## The exercise
Reproduce the LocationTextExtractionStrategy documentation below word for word, keeping every line.

## Passage
Class LocationTextExtractionStrategy

  • All Implemented Interfaces:
    RenderListener, TextExtractionStrategy

    public class LocationTextExtractionStrategy
    extends Object
    implements TextExtractionStrategy
    Development preview - this class (and all of the parser classes) are still experiencing heavy development, and are subject to change both behavior and interface.
    A text extraction renderer that keeps track of relative position of text on page The resultant text will be relatively consistent with the physical layout that most PDF files have on screen.
    This renderer keeps track of the orientation and distance (both perpendicular and parallel) to the unit vector of the orientation. Text is ordered by orientation, then perpendicular, then parallel distance. Text with the same perpendicular distance, but different parallel distance is treated as being on the same line.
    This renderer also uses a simple strategy based on the font metrics to determine if a blank space should be inserted into the output.

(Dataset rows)
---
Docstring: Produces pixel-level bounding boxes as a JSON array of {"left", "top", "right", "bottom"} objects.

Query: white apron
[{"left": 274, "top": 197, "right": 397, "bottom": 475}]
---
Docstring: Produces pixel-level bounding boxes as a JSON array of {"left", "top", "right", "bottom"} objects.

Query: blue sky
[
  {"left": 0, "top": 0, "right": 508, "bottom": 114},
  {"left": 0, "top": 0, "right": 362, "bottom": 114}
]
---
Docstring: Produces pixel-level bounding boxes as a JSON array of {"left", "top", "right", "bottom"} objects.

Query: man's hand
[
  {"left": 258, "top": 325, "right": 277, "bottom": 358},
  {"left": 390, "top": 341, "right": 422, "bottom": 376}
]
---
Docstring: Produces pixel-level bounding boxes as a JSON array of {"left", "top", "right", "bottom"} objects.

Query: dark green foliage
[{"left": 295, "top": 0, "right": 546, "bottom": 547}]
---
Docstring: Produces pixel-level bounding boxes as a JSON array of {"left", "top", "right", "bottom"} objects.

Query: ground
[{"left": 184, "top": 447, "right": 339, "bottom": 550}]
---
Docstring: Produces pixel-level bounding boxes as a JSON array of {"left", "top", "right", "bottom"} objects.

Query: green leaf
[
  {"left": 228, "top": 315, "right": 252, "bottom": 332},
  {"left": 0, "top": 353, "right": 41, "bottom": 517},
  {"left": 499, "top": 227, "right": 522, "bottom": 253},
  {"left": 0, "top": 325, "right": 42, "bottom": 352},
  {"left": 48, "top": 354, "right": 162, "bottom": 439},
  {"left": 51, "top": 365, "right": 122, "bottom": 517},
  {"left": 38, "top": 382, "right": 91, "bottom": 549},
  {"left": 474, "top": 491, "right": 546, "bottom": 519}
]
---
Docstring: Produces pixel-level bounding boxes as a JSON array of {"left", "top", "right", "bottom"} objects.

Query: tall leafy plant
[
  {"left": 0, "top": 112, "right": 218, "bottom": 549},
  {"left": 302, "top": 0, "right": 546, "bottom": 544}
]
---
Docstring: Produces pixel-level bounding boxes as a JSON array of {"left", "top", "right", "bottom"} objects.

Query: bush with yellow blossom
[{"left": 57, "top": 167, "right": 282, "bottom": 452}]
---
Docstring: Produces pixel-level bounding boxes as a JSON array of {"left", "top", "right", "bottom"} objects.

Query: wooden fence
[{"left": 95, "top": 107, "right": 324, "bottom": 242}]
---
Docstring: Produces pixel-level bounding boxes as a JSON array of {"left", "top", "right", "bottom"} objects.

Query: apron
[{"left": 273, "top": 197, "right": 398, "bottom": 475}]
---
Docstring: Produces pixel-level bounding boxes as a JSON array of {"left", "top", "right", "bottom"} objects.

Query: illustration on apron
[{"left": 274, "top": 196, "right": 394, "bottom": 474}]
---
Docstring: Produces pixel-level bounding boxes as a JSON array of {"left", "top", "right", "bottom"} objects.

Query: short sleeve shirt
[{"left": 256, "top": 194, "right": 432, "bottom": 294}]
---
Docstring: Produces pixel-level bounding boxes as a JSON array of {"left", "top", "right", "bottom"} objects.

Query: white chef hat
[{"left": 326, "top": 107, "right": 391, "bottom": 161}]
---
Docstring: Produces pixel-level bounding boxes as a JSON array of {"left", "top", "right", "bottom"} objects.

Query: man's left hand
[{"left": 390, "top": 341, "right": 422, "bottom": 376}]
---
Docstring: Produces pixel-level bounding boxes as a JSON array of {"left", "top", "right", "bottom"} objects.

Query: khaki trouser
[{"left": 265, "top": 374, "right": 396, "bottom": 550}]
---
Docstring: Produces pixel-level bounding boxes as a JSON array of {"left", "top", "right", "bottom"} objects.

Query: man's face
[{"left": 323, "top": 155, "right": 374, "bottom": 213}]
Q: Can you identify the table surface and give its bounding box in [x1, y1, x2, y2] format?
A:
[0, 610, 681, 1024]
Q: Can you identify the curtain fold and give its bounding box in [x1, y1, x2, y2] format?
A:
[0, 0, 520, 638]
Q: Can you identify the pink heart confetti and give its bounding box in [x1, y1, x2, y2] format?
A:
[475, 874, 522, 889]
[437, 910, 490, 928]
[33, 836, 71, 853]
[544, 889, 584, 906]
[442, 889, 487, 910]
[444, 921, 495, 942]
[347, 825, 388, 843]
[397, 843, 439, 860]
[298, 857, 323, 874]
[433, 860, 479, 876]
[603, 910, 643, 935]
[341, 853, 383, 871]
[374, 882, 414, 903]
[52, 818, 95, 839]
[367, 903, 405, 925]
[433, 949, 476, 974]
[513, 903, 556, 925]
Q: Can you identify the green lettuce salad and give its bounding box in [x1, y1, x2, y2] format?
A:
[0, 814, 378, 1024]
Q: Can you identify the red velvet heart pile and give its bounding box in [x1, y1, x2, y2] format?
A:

## Task response
Class LocationTextExtractionStrategy

  • All Implemented Interfaces:
    RenderListener, TextExtractionStrategy

    public class LocationTextExtractionStrategy
    extends Object
    implements TextExtractionStrategy
    Development preview - this class (and all of the parser classes) are still experiencing heavy development, and are subject to change both behavior and interface.
    A text extraction renderer that keeps track of relative position of text on page The resultant text will be relatively consistent with the physical layout that most PDF files have on screen.
    This renderer keeps track of the orientation and distance (both perpendicular and parallel) to the unit vector of the orientation. Text is ordered by orientation, then perpendicular, then parallel distance. Text with the same perpendicular distance, but different parallel distance is treated as being on the same line.
    This renderer also uses a simple strategy based on the font metrics to determine if a blank space should be inserted into the output.